[Dataset records]

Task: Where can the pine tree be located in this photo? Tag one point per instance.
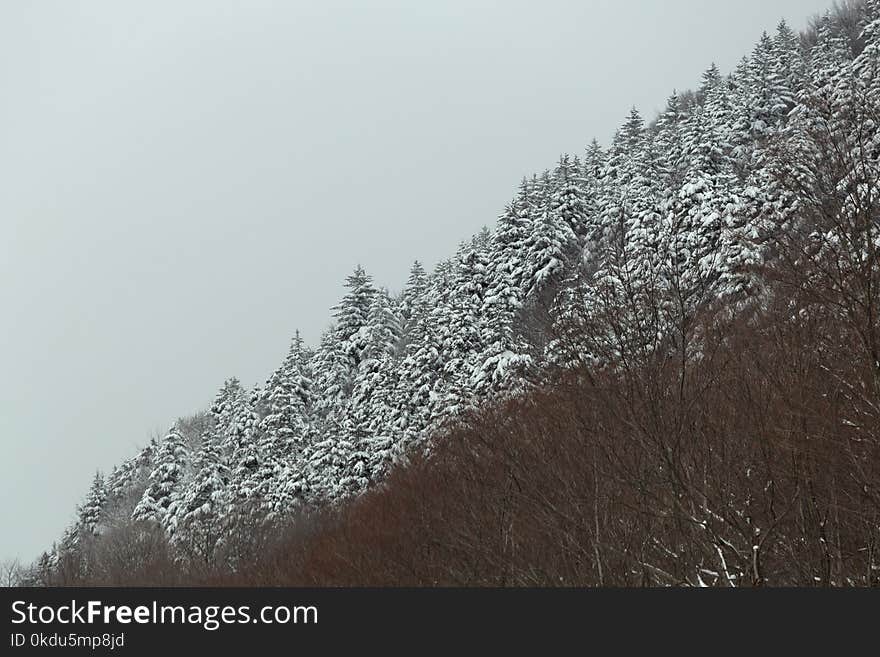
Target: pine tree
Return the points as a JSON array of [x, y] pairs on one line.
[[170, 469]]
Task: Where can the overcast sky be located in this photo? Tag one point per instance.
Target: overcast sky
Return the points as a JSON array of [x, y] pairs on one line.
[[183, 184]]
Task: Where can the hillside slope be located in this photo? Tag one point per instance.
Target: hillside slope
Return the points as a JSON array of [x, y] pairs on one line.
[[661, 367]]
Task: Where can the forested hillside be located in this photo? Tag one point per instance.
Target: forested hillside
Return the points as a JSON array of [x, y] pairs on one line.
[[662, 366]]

## What the exercise asks
If a line contains the word "photo", count it; give the total for the entries above and nothing else.

## Response box
4